#### [Using the information]
a) In the abstract on drug repositioning against trypanosomatids, which databases were screened in silico with the combined models?
b) From the abstract on drug repositioning against trypanosomatids, copy the passage that begins with the words containing "ALBERCA L.N.; SBARAGLINI, M.L.;" and ends with "de Parasitología (SOCHIPA)".

#### [Provided text]
-----

Discovery and evaluation of new trypanocydal compounds by in silico drug repositioning

ALBERCA L.N.; SBARAGLINI, M.L.; RUIZ, M.D.; MORALES J.F.; ALBA SOTO C.; CARRILLO C.; TALEVI A.

Santiago

Congreso; XXIV Congreso Latinoamericano de Parasitología; 2017

Sociedad Chilena de Parasitología (SOCHIPA)

Chagas disease, sleeping sickness and leishmaniasis belong to the group of neglected tropical diseases. Despite the increasing knowledge on the biology of trypanosomatids, available medications still show safety issues and, in some cases, limited efficacy. It is hence necessary to find new treatments that can overcome the limitations of the currently approved drugs. Drug repositioning involves finding new therapeutic indications for approved, discontinued or investigational drugs. This strategy has remarkable advantages over the search for de novo drugs since the new indication is built on the already available pharmacokinetic and safety knowledge of the repurposed drug. N-myristoyl transferase catalyzes the transfer of myristate from myristoyl coenzyme A to the glycine residue of the protein target. This enzyme has been genetically and biochemically validated as a molecular target for Trypanosoma brucei, Trypanosoma cruzi and Leishmania spp. Objetive: Finding approved drugs that inhibit NMT of trypanosomatides. Methodology: We have compiled a database of compounds tested against NMT of T. brucei. From this, we have generated and validated computational models capable of discriminating between ?inhibitors? and ?non-inhibitors? of the NMT. The best models were combined and applied to the in silico screening of Drug Bank 3.0 and Sweetlead databases. The best 500 compounds were subjected to an additional filter by determining the applicability domain. Additionally, we have determined the probability that each compound will be active using surface plots of Positivity Predictive Values. Based on these results, costs and accessibility, three of these drugs were purchased for in vitro evaluation. Results: The three tested drugs showed a strong trypanocidal activity on T. cruzi epimastigotes (EC50 < 5 μM), and a moderate inhibitory activity against T. cruzi trypomastigotes. Conclusion: The results show the importance of computer-guided drug repositioning since we have found trypanocidal compounds with a minimal investment of time and resources.

-----

#### [Data excerpts]

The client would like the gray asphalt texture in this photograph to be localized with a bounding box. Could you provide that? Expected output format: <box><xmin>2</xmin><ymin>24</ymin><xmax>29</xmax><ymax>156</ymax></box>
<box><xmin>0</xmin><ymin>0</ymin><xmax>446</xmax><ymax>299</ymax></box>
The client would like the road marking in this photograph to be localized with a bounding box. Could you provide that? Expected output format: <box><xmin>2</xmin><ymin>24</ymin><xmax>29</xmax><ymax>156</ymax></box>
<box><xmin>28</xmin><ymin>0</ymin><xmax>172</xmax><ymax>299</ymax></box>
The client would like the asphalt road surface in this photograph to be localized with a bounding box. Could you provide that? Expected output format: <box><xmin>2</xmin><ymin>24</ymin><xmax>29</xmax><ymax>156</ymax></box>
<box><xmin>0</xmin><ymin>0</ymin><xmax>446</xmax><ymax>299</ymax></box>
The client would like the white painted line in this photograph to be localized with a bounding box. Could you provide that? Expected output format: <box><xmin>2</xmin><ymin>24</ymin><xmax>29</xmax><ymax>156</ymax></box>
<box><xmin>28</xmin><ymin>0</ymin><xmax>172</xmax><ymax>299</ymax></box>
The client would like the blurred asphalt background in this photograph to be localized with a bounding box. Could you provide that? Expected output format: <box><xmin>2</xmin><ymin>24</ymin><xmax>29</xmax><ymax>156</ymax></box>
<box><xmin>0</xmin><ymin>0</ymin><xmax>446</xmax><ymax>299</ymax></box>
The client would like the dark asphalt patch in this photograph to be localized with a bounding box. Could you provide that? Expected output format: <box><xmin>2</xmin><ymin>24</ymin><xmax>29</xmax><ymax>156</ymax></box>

-----

#### [Per-task outputs]
a) Drug Bank 3.0 and Sweetlead.

b)
ALBERCA L.N.; SBARAGLINI, M.L.; RUIZ, M.D.; MORALES J.F.; ALBA SOTO C.; CARRILLO C.; TALEVI A.

Santiago

Congreso; XXIV Congreso Latinoamericano de Parasitología; 2017

Sociedad Chilena de Parasitología (SOCHIPA)